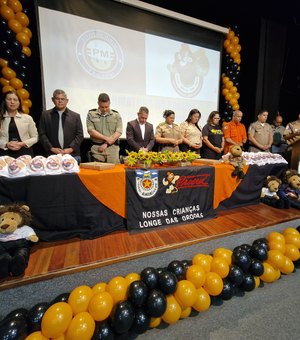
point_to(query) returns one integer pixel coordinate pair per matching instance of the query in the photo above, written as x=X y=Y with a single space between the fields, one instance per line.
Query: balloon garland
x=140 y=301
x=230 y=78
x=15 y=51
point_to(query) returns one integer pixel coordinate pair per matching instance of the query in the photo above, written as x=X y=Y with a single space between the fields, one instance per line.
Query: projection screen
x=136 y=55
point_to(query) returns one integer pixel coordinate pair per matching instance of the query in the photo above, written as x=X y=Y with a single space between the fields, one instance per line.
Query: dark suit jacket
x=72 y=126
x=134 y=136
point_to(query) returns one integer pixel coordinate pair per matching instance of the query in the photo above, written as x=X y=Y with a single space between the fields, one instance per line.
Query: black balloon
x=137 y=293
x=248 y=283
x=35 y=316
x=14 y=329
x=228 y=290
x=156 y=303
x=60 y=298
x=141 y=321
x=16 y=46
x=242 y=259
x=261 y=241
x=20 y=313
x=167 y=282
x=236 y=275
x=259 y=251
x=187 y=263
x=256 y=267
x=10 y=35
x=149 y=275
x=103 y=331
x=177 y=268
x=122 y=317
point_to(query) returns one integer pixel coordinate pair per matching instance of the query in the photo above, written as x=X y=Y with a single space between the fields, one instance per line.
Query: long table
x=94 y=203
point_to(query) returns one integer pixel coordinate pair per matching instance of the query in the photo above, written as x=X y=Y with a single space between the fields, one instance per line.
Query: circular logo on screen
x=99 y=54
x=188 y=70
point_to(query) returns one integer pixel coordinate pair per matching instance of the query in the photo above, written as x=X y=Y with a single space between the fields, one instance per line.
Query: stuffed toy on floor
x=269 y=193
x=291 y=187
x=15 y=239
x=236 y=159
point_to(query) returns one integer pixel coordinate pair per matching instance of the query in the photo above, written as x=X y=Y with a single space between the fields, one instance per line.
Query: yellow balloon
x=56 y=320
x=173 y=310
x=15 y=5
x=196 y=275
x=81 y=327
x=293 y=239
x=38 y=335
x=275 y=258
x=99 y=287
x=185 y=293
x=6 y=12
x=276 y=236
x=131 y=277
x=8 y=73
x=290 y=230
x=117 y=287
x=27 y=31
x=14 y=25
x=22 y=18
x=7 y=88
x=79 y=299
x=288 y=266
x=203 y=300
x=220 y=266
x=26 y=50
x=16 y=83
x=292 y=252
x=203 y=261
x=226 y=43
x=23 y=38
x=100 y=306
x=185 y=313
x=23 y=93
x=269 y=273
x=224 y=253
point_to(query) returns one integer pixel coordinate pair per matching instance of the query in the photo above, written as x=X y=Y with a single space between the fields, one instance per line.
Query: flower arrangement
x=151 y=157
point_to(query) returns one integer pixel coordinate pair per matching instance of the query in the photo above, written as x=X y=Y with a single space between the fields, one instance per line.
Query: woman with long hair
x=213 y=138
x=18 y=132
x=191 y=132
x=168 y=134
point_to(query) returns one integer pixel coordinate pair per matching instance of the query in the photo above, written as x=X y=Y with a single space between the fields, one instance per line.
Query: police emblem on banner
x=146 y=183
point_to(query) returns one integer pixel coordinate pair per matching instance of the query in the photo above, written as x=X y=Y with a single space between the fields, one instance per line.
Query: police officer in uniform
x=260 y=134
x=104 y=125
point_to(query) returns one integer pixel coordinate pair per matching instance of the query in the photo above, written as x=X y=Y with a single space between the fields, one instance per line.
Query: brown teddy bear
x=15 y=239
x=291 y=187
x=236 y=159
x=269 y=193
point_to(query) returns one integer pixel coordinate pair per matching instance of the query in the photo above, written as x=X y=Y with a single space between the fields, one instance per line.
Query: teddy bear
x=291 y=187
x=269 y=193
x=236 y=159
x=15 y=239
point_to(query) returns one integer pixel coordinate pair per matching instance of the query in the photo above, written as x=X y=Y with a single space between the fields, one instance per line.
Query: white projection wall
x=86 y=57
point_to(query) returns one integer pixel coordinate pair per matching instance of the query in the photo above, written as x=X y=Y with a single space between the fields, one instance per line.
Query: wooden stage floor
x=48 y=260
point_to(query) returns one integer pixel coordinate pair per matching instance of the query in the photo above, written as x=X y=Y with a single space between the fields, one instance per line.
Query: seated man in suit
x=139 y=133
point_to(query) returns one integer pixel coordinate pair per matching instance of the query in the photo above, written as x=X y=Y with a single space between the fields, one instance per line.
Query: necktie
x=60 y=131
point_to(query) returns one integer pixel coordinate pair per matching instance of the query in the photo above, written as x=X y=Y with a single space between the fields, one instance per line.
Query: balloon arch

+--

Return the line that contains "Query: white projection wall", along with every line after it in the data above, exactly and with nothing else.

Query: white projection wall
x=86 y=57
point_to(query) returns one integer pixel coordinate pair per matching instance of the query in the photo above, written as x=X y=Y with a single space between the fields, one instance per line.
Query: wooden stage floor
x=48 y=260
point_to(query) returns one integer pixel coordinate pair per matching instance of the query in the photo above, written as x=X y=Y with a single space between the fields, one instance per line.
Query: seated man in suit
x=139 y=133
point_to(query) returns one integer pixel coordinate pair per matching instance of the query in the photo above, written as x=X y=Y with a single space between the fields, one instance per line.
Query: necktie
x=60 y=131
point_to(query) returns one integer pixel coordinate pair per matching instance of the query in the photo above, written as x=X y=Y with a single space between the fields, one instance per line.
Query: balloon arch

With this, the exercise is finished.